# [Work order]
Write out, word for word, the first line of the data below and every line after it through the one containing "Target: large tree trunk".

Referring expression pointing data
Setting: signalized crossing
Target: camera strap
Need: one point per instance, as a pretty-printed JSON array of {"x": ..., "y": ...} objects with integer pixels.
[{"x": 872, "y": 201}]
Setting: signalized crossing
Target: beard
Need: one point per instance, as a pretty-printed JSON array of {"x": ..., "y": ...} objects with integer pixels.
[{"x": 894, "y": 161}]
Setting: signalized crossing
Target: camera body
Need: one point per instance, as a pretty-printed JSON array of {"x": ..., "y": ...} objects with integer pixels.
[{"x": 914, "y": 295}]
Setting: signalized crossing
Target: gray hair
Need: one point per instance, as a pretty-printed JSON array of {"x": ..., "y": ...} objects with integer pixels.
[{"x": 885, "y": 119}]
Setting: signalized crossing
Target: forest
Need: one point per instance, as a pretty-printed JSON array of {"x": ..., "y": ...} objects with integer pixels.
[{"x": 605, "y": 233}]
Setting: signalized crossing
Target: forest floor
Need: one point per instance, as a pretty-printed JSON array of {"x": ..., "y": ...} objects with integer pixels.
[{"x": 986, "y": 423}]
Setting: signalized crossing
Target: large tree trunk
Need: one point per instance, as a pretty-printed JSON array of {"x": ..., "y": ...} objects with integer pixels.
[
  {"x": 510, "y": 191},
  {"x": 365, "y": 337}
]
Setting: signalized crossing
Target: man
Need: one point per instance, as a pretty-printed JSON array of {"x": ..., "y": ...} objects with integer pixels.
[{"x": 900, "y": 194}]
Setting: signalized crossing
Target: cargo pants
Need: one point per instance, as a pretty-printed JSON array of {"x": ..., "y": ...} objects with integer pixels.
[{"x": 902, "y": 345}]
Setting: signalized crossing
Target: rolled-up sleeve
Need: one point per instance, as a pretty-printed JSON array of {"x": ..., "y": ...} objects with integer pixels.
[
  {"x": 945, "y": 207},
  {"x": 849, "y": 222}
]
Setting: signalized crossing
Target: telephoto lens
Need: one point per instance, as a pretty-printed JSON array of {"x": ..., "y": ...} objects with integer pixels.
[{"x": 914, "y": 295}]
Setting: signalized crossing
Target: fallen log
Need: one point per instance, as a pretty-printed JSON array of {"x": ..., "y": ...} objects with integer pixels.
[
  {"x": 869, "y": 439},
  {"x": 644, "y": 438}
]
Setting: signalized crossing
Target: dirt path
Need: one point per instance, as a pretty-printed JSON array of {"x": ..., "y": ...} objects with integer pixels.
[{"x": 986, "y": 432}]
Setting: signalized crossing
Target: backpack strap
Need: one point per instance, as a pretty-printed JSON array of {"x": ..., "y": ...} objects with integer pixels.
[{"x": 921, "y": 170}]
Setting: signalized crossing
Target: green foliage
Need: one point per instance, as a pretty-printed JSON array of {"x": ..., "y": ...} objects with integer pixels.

# [Task answer]
Setting: signalized crossing
Target: camera strap
Need: one point per instance, as a pretty-printed JSON array of {"x": ..., "y": ...} objects with integer pixels.
[{"x": 872, "y": 201}]
Setting: signalized crossing
Target: beard
Need: one point per instance, as a pretty-printed JSON array of {"x": ..., "y": ...} objects with integer pixels.
[{"x": 894, "y": 161}]
Setting: signalized crossing
Target: camera body
Need: one point per instance, as a pretty-printed JSON array of {"x": ..., "y": ...} objects with integer pixels.
[{"x": 914, "y": 295}]
Setting: signalized crossing
Target: gray hair
Need: one point per instance, as a pretty-printed JSON array of {"x": ..., "y": ...} objects with integer pixels.
[{"x": 885, "y": 119}]
Setting: signalized crossing
Target: forest
Need: one point per instance, as a pretty-printed JSON array of {"x": ..., "y": ...} objects with integer pixels.
[{"x": 605, "y": 233}]
Setting: signalized crossing
Target: forest floor
Need: one point per instance, as a pretty-printed JSON array of {"x": ..., "y": ...} objects with integer pixels.
[{"x": 986, "y": 423}]
Setting: signalized crossing
Target: large tree trunk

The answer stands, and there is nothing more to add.